(Rows from a dataset)
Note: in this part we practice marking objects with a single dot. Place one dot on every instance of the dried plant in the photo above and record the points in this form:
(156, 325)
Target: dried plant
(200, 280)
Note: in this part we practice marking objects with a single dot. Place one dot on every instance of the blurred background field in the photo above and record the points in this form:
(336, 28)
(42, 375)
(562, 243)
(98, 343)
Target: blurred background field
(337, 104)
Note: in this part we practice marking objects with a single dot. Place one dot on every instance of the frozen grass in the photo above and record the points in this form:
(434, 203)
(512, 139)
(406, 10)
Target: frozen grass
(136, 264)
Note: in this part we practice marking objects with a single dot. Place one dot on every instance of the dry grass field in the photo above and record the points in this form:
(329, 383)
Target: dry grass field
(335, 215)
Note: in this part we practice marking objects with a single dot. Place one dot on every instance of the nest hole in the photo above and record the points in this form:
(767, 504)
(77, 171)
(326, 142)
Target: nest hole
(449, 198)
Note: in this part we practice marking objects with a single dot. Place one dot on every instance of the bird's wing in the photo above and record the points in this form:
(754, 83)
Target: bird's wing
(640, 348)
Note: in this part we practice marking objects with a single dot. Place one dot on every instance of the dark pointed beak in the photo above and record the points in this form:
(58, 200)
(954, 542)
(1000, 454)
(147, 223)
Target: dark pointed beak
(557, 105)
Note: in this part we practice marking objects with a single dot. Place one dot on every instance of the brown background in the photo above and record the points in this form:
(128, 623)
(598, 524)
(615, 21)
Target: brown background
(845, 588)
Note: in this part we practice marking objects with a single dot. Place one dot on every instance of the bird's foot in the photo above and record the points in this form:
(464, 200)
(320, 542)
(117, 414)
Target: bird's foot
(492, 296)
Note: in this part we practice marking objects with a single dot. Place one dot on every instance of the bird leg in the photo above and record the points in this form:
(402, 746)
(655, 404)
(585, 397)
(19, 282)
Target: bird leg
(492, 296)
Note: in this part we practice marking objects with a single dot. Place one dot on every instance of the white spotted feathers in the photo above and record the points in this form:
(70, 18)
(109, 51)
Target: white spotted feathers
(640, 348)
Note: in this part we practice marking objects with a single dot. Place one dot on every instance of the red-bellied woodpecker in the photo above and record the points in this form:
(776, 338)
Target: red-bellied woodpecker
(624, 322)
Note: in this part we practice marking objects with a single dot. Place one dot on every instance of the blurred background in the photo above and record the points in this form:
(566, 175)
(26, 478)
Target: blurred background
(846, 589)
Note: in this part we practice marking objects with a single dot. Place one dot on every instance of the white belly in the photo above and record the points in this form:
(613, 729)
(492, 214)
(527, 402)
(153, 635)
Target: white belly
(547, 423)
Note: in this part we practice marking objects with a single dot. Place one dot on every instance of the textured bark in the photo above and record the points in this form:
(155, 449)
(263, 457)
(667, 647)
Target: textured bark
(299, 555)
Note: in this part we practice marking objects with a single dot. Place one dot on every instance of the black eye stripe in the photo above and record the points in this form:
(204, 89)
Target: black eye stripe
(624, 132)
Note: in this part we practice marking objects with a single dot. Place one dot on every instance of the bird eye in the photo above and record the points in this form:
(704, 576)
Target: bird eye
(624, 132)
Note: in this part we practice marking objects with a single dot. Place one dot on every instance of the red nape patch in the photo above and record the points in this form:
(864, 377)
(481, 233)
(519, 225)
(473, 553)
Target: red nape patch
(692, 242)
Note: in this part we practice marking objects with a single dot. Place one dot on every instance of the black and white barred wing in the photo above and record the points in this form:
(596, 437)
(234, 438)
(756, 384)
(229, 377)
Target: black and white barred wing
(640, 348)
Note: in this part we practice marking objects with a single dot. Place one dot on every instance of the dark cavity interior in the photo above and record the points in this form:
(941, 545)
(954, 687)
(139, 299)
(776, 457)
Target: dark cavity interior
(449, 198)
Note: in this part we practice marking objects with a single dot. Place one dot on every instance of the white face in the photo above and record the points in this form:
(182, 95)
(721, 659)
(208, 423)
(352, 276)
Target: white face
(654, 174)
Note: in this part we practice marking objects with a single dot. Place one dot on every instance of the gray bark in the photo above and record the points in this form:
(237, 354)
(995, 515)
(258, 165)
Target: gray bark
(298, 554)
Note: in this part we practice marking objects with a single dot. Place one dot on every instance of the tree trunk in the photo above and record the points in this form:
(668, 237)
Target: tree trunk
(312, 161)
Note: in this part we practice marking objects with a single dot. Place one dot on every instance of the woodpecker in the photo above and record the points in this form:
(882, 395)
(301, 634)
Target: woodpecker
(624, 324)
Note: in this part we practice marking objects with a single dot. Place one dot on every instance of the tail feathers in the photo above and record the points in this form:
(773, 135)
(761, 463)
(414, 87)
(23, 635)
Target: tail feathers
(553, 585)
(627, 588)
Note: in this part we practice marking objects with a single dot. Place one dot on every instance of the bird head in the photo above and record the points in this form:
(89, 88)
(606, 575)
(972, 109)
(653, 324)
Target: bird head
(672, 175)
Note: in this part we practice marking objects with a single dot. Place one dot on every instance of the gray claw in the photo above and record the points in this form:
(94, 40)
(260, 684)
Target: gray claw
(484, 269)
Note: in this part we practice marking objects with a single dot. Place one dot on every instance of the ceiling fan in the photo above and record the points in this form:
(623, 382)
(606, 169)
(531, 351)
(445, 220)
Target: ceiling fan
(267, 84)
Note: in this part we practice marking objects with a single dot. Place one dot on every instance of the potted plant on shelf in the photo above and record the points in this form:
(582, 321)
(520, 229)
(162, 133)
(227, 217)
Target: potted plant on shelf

Required task: Rewrite the listing above as a numbered list with one line per item, and leave out any blank lines.

Reply to the exercise:
1. Note: in this part we practice marking objects with a single dot. Place one dot on every instance of the dried plant in the photo above and record the points in this form:
2. (156, 325)
3. Target: dried plant
4. (200, 280)
5. Note: in this part we practice marking objects with a single dot. Place one dot on every instance of the blurred background field in the photo above and record the points in this form:
6. (336, 28)
7. (42, 375)
8. (562, 243)
9. (98, 343)
10. Target: blurred background field
11. (337, 104)
12. Note: in this part we practice marking objects with a single dot. Place one dot on every instance of the frozen grass in the photo above and record the points in this form:
13. (434, 203)
14. (512, 139)
15. (406, 10)
16. Target: frozen grass
17. (136, 264)
18. Note: in this part we practice marking objects with a single dot. Place one dot on every instance of the dry grass field in the photo above and record the points in this form:
19. (329, 383)
20. Target: dry grass field
21. (335, 215)
22. Note: in this part we practice marking objects with a single dot. Place one dot on every instance of the nest hole in the photo above and record the points in this form:
23. (767, 504)
24. (77, 171)
25. (326, 142)
26. Target: nest hole
27. (449, 198)
28. Note: in this part we practice marking objects with a single dot. Place one dot on every instance of the bird's wing in the photo above and record the points in this form:
29. (754, 83)
30. Target: bird's wing
31. (640, 348)
32. Note: in this part we practice marking objects with a single dot. Place one dot on every instance of the dark pointed beak in the photo above and record the points in this form:
33. (58, 200)
34. (954, 542)
35. (1000, 454)
36. (147, 223)
37. Target: dark pointed beak
38. (557, 105)
39. Note: in this part we practice marking objects with a single dot. Place one dot on every instance of the brown background in the photo above and record the points in this form:
40. (128, 623)
41. (598, 524)
42. (615, 21)
43. Target: brown background
44. (845, 588)
45. Note: in this part we practice marking objects with a single dot. Place one dot on every instance of the bird's foot in the photo above and record the points in this form:
46. (464, 200)
47. (320, 542)
48. (117, 414)
49. Target: bird's foot
50. (492, 296)
51. Note: in this part we practice marking objects with a single dot. Place one dot on every instance of the bird leg in the photo above and record the points in this form:
52. (402, 746)
53. (655, 404)
54. (585, 397)
55. (19, 282)
56. Target: bird leg
57. (492, 296)
58. Note: in this part we practice marking objects with a single dot. Place one dot on every instance of the white spotted feathers in the photo above and record the points in this form:
59. (70, 18)
60. (109, 51)
61. Target: white spotted feathers
62. (640, 348)
63. Note: in this part we practice marking objects with a single dot. Place one dot on every instance of the red-bellied woodpecker in the photo above and record the points in this form:
64. (776, 338)
65. Target: red-bellied woodpecker
66. (624, 322)
67. Note: in this part we practice marking objects with a single dot. Place one dot on every instance of the blurred background in the photo above and record the points in this form:
68. (566, 175)
69. (26, 478)
70. Target: blurred background
71. (846, 589)
72. Note: in this part we practice marking objects with a single dot. Place one dot on every instance of the white belly in the photo above and record the points in this form:
73. (613, 729)
74. (492, 214)
75. (527, 402)
76. (153, 635)
77. Target: white belly
78. (547, 423)
79. Note: in this part we practice marking objects with a single dot. Place one dot on every instance of the textured bark in the photo above and record the points in this form:
80. (155, 449)
81. (263, 457)
82. (667, 647)
83. Target: textured bark
84. (299, 555)
85. Note: in this part we practice marking objects with a single dot. Place one dot on every instance of the black eye stripe in the photo above and record the points in this form:
86. (204, 89)
87. Target: black eye stripe
88. (624, 132)
89. Note: in this part we practice marking objects with a single dot. Place one dot on every instance of the bird eye in the photo above and record the points in this form:
90. (704, 576)
91. Target: bird eye
92. (624, 132)
93. Note: in this part we practice marking objects with a single dot. Place one dot on every instance of the red nape patch in the photo above and record the points in this form:
94. (864, 377)
95. (481, 233)
96. (519, 225)
97. (473, 553)
98. Target: red nape patch
99. (692, 242)
100. Note: in this part we practice marking objects with a single dot. Place one dot on every instance of the black and white barred wing in the photo above and record the points in this form:
101. (596, 437)
102. (234, 438)
103. (756, 384)
104. (229, 377)
105. Target: black and white barred wing
106. (640, 348)
107. Note: in this part we practice marking objects with a single dot. Place one dot on every instance of the dark cavity interior in the photo above and record the points in this form:
108. (941, 545)
109. (954, 687)
110. (139, 299)
111. (776, 457)
112. Target: dark cavity interior
113. (449, 198)
114. Note: in this part we practice marking objects with a single dot. Place one dot on every instance of the white face in the photo above and record the points in this form:
115. (182, 95)
116. (721, 659)
117. (208, 423)
118. (352, 276)
119. Target: white face
120. (654, 174)
121. Note: in this part we practice marking objects with a single dot. Place one dot on every instance of the gray bark in the photo above and record the points in this form:
122. (237, 354)
123. (995, 515)
124. (258, 165)
125. Target: gray bark
126. (298, 554)
127. Note: in this part we practice marking objects with a single dot. Place one dot on every instance of the tree trunk in the photo above and record the points in this form:
128. (668, 237)
129. Target: tree trunk
130. (312, 161)
131. Note: in this part we practice marking objects with a single dot. Place one dot on every instance of the woodpecker in the photo above and record the points in this form:
132. (882, 395)
133. (301, 634)
134. Target: woodpecker
135. (624, 324)
136. Note: in this part we practice marking objects with a single dot. Place one dot on every instance of the tail feathers in the photo above and record the points in this form:
137. (773, 135)
138. (761, 463)
139. (414, 87)
140. (23, 635)
141. Target: tail feathers
142. (553, 585)
143. (627, 588)
144. Note: in this part we practice marking objects with a single dot. Place one dot on every instance of the bird head in the photo above and record the points in this form:
145. (89, 88)
146. (606, 575)
147. (972, 109)
148. (653, 324)
149. Target: bird head
150. (672, 175)
151. Note: in this part we practice marking objects with a single dot. Place one dot on every instance of the gray claw in the photo above and record the points in this form:
152. (94, 40)
153. (260, 684)
154. Target: gray claw
155. (484, 269)
156. Note: in this part we practice marking objects with a single dot. Place one dot on every instance of the ceiling fan in the photo above and record the points in this form:
157. (623, 382)
158. (606, 169)
159. (531, 351)
160. (445, 220)
161. Target: ceiling fan
162. (267, 84)
163. Note: in this part we practice marking objects with a single dot. Place one dot on every instance of the potted plant on shelf in the photo above and record the points in this form:
164. (582, 321)
165. (520, 229)
166. (162, 133)
167. (227, 217)
168. Target: potted plant on shelf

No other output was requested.